● Material for the task:
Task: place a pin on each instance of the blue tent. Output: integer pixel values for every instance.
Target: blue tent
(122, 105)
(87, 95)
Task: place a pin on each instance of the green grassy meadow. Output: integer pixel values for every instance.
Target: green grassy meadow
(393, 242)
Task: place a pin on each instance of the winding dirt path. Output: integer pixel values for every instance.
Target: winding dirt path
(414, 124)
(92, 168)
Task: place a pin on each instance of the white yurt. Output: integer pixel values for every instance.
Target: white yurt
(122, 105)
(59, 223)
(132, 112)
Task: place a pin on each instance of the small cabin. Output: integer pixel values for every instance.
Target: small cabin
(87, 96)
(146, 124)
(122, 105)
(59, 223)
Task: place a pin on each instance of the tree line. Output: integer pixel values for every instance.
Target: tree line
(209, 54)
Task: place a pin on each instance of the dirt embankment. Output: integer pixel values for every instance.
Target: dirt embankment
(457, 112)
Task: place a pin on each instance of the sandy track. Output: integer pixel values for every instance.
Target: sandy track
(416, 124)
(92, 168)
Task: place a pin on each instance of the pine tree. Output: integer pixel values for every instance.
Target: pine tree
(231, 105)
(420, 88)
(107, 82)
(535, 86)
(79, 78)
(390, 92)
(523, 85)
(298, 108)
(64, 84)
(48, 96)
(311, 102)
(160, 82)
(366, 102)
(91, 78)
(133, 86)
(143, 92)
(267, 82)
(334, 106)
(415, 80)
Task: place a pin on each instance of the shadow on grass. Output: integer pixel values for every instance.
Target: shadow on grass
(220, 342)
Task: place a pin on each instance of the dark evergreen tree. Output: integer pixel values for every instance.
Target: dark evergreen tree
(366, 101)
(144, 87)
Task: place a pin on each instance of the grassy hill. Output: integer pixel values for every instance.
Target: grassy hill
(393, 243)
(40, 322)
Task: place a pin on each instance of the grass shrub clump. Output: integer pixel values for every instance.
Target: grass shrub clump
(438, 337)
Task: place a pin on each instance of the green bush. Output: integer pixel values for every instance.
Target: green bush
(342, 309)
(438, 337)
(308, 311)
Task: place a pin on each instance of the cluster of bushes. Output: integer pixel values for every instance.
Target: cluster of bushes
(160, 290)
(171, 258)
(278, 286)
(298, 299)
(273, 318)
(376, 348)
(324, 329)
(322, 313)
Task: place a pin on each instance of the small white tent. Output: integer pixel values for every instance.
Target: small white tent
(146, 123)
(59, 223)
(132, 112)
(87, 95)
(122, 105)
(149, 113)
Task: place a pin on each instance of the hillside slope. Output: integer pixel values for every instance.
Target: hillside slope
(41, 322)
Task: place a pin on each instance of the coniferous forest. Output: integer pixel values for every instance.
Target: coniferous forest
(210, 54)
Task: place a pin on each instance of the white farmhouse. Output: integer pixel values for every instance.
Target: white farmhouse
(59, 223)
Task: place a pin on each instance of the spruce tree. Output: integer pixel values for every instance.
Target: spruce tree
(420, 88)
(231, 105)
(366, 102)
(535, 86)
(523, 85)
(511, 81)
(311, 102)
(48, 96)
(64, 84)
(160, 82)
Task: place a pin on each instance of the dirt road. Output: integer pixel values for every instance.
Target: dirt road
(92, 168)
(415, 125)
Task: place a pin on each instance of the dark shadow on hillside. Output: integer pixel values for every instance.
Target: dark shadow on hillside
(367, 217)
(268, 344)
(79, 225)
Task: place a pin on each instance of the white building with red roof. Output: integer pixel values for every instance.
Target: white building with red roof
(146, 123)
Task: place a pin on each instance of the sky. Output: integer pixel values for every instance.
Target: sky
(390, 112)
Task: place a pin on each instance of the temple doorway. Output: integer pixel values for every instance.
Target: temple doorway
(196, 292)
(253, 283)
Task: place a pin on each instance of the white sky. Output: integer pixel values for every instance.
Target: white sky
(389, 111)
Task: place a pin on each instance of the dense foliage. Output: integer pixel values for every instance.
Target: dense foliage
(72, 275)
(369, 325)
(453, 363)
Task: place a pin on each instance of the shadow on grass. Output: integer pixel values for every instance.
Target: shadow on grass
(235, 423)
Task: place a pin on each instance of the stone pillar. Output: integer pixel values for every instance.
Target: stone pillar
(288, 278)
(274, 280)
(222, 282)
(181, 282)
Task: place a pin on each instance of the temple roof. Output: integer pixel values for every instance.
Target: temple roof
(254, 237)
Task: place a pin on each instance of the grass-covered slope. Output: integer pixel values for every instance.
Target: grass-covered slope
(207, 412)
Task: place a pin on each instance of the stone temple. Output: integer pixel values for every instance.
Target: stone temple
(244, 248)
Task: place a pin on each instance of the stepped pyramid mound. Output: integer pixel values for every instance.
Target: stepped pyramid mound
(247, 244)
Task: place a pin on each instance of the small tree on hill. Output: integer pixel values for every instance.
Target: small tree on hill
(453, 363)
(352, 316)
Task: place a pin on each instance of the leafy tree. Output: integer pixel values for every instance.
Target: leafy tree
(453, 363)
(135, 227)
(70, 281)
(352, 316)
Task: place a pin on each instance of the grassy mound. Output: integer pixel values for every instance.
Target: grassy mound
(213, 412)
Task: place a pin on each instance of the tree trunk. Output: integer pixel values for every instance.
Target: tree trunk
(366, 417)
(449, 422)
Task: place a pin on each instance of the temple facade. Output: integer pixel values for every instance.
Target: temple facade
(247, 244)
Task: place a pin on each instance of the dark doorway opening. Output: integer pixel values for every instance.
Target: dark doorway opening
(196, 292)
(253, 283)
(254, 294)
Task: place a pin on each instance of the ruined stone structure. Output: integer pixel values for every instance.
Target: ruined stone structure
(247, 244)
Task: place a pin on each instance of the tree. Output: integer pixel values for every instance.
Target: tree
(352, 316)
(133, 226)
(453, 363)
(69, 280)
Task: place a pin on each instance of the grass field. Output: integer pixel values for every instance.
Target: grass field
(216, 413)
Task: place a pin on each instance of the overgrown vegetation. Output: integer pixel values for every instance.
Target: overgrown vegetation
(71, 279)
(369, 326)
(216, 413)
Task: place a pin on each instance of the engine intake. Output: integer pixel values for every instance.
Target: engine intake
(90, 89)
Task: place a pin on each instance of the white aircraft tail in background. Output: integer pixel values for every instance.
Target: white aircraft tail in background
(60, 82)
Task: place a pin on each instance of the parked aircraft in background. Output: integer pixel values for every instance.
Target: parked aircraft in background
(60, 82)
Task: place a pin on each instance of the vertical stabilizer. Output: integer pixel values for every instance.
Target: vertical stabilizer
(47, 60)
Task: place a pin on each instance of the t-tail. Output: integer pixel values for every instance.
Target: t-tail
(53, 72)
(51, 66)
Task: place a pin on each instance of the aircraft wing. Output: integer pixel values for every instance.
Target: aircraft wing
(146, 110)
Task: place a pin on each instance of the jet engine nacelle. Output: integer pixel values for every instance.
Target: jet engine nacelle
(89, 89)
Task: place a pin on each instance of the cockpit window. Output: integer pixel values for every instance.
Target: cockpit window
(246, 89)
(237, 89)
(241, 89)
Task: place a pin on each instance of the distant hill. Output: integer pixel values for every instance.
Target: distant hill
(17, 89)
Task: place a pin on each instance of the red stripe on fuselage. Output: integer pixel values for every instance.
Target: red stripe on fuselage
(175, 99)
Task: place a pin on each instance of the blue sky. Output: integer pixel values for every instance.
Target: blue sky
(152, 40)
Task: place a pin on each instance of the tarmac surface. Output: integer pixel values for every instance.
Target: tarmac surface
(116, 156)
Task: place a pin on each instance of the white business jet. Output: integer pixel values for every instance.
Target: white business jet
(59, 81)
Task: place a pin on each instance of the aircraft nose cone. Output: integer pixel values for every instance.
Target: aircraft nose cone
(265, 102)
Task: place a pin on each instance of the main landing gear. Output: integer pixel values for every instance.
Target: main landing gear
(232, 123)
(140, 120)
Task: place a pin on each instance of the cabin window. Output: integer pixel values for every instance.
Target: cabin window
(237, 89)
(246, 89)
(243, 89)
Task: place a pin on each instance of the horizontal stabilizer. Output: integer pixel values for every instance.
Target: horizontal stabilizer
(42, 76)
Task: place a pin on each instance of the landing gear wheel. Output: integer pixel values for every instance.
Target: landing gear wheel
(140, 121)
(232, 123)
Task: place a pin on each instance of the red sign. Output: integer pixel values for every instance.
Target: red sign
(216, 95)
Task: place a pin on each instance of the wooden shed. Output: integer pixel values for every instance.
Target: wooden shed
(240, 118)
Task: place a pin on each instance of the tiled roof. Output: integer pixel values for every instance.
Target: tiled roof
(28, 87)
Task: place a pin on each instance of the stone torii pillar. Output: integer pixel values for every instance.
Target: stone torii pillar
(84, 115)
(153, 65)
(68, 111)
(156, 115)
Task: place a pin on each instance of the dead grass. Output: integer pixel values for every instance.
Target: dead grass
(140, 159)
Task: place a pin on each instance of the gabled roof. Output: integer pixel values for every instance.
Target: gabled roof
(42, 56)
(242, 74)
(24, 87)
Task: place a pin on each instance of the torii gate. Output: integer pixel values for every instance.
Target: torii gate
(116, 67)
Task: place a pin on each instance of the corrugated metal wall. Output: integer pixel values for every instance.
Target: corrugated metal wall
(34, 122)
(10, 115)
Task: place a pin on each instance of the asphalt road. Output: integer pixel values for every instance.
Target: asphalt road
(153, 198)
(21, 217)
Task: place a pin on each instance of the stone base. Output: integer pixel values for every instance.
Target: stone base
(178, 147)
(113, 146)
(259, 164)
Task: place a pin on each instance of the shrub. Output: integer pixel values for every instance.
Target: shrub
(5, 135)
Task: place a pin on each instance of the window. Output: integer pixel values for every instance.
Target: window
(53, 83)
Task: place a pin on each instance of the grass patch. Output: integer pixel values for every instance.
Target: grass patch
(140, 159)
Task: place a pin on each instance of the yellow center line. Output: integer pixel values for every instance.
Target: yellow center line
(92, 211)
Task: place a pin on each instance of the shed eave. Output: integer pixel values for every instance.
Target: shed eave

● Goal of the exercise: Output, please, only the lines running from the start of the entries through the line that contains "Task: place a pin on each instance of the green grassy", including both of those lines.

● Output for this task:
Task: place a pin on each instance of the blue tent. Output: integer pixel values for every instance.
Target: blue tent
(122, 105)
(87, 95)
Task: place a pin on each instance of the green grassy meadow. Output: integer pixel values for every instance.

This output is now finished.